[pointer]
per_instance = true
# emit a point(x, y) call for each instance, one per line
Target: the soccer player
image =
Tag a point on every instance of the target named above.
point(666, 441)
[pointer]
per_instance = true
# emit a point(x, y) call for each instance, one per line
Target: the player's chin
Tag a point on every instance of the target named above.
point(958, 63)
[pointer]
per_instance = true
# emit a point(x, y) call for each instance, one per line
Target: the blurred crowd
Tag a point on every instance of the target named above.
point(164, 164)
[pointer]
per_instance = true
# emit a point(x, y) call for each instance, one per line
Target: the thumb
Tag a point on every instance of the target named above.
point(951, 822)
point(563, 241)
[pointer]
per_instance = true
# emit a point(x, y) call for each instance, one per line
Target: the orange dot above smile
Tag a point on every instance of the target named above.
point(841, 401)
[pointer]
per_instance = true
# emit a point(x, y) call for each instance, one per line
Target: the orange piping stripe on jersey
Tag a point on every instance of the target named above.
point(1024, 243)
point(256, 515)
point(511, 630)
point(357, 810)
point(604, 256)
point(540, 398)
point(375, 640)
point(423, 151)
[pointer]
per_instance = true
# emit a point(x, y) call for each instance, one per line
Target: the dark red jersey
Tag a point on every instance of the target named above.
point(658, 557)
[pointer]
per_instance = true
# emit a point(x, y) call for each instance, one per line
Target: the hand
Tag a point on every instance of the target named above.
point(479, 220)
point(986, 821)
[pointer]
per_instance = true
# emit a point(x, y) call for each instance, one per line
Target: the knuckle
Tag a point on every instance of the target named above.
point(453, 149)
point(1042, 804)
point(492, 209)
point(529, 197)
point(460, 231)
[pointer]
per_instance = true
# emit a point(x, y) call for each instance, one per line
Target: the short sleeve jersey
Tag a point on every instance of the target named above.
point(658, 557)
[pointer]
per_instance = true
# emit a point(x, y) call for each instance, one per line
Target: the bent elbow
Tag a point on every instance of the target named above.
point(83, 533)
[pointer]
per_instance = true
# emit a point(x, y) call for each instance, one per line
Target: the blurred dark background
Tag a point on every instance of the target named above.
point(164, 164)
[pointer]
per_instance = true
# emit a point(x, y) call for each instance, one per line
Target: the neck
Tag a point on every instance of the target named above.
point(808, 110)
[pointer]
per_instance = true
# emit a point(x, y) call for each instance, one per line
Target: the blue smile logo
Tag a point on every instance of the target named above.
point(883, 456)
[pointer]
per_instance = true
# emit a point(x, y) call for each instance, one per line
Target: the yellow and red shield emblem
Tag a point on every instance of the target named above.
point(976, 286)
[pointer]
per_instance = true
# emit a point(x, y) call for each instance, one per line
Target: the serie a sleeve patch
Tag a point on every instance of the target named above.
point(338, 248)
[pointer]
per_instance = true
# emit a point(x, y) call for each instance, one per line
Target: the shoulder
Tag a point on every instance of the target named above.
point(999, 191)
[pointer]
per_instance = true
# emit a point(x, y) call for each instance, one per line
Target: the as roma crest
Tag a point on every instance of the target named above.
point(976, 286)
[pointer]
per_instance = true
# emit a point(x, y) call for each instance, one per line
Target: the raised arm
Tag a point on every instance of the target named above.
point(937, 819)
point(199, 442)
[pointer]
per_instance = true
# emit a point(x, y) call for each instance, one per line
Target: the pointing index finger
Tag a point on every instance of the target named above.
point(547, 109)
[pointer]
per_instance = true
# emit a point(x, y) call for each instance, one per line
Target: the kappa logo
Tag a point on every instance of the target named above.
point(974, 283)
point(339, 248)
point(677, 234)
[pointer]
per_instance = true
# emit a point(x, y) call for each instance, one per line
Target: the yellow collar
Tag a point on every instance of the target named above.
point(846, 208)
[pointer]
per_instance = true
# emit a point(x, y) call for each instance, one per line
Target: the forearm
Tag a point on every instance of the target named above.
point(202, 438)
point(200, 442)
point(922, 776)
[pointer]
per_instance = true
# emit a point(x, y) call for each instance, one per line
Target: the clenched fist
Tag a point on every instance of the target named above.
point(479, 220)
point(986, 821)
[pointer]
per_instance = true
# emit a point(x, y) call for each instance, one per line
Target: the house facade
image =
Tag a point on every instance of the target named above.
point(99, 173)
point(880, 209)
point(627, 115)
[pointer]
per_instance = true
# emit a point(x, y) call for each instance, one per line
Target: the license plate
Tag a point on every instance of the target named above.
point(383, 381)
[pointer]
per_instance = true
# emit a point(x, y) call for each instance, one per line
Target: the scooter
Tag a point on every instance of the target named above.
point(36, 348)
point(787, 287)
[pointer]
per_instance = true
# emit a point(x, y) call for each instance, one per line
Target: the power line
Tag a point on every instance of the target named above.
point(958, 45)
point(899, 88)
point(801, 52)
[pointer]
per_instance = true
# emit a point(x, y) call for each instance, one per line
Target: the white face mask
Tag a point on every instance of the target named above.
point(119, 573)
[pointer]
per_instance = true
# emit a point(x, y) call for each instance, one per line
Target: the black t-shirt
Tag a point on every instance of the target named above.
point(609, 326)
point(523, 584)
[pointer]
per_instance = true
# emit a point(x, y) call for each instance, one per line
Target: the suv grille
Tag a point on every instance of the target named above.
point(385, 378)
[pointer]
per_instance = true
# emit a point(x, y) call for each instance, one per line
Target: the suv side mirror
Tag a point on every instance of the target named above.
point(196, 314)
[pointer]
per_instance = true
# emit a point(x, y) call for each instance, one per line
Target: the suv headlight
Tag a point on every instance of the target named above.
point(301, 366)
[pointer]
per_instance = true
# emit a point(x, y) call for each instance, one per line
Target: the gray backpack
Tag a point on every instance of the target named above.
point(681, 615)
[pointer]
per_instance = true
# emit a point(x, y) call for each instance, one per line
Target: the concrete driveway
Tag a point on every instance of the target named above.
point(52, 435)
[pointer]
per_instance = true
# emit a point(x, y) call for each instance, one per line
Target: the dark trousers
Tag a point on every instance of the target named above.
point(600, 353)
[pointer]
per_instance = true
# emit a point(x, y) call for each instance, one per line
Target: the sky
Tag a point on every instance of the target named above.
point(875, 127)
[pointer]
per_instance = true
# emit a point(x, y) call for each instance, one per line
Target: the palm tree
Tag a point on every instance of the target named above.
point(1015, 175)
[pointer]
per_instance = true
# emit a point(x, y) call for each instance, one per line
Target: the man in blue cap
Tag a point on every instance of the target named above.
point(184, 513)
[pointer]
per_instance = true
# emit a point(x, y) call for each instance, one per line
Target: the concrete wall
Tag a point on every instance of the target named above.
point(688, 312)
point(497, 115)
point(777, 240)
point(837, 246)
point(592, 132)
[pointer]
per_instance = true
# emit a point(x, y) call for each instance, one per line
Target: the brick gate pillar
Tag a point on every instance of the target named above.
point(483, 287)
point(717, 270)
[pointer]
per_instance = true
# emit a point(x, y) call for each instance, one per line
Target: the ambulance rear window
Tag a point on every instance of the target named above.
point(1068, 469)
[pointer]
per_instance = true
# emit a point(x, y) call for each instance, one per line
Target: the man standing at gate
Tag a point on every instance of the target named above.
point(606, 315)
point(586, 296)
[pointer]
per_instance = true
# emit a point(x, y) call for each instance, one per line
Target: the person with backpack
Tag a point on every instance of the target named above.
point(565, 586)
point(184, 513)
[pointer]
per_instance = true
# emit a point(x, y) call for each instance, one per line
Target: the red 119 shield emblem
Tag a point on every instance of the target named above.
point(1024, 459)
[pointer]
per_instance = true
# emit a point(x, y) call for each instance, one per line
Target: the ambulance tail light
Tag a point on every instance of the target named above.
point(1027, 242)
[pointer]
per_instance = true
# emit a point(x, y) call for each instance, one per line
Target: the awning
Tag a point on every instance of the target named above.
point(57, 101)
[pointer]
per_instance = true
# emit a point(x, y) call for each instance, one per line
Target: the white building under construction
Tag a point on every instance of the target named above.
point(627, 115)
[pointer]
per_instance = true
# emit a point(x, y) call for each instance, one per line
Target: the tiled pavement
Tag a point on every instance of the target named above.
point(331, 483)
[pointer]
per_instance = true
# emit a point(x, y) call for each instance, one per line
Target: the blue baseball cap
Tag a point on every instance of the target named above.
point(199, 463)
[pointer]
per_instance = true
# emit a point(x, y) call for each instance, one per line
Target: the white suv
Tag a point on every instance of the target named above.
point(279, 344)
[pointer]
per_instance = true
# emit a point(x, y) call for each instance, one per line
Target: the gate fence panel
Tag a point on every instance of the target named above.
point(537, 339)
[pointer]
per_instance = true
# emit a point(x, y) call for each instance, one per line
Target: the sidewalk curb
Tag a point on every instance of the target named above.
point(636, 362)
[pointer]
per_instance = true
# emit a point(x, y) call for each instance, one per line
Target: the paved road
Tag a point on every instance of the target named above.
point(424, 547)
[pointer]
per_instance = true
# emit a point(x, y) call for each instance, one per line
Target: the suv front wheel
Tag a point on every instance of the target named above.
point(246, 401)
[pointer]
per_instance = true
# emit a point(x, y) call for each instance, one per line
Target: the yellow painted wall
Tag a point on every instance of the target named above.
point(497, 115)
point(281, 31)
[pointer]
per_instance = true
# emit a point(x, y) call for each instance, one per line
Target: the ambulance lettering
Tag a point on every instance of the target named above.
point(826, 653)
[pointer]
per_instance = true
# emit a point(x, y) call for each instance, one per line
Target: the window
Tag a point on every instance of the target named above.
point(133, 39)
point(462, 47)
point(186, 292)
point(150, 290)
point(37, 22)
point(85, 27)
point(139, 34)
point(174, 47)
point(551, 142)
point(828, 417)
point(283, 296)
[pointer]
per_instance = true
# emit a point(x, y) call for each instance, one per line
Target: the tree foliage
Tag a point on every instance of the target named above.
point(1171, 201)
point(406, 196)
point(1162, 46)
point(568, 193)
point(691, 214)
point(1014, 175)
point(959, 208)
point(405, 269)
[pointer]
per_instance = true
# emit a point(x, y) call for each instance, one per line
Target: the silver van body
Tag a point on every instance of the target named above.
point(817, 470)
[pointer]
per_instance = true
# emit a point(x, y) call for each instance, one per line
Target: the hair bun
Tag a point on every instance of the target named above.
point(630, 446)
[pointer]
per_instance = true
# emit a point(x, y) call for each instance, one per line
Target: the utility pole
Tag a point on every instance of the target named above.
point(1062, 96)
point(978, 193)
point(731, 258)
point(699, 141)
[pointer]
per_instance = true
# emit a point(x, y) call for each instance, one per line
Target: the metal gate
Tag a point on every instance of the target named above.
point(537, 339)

WHAT THIS TASK INVOLVES: Going through the entries above, show each line that contains "dark".

EXPECTED ANSWER:
Target: the dark red jersey
Target: the blurred dark background
Target: the dark trousers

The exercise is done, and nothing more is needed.